# Written instruction
Reproduce every line of the entries below, requests included, and offset each coordinate in the recorded points by adding 12. Leave the requests and their sample coordinates unchanged.

** start **

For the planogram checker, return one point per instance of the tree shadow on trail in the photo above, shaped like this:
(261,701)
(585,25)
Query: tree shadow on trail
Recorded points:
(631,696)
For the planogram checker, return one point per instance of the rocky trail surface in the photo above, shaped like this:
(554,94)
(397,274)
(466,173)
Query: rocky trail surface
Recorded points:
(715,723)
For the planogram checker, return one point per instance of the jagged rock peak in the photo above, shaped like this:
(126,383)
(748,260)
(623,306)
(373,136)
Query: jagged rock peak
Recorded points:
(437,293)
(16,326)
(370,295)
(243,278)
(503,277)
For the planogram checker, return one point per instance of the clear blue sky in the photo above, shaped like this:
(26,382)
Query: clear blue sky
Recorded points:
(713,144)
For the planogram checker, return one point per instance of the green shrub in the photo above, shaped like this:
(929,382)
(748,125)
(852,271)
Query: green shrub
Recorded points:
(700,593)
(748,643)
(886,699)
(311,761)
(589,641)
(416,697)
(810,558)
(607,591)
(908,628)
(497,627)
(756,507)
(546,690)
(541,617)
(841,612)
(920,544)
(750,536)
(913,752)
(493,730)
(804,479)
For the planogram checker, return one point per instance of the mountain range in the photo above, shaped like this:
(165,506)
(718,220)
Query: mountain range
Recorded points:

** end **

# In response
For the planogram checker, return one point per instance of the tree shadow on trail in the photo above, shaped like this:
(261,701)
(585,25)
Query: tree shadow on trail
Recorded points:
(643,708)
For the planogram checker, return one point per instance of the rocky trail surface in the photo above, shaped like this:
(554,94)
(397,274)
(466,173)
Query: rocky trail surface
Recorded points:
(727,735)
For the planogram checker, return one point per instance of the jagged rock peak in the photo above, shaped like this:
(126,383)
(748,260)
(623,306)
(373,136)
Query: jagged rock peak
Recorded points:
(449,305)
(28,338)
(382,307)
(255,290)
(515,289)
For the planogram checker, return one point per instance of the clear blue sky in the photo above, shaped like this:
(26,382)
Query: clear blue sky
Recorded points:
(725,156)
For the planogram checker, return one point per instance of the green shrub in the photo above, shaped like this:
(929,382)
(748,125)
(852,271)
Query: green shrub
Recorded points:
(712,605)
(760,655)
(898,711)
(323,773)
(601,653)
(428,709)
(822,570)
(619,603)
(920,640)
(509,639)
(768,519)
(558,702)
(553,629)
(853,624)
(932,556)
(762,548)
(925,764)
(505,742)
(816,491)
For the planogram checker, return one point per instance of the mountain range in the photo above, shaped like this:
(165,506)
(718,220)
Query: mountain range
Recorded points:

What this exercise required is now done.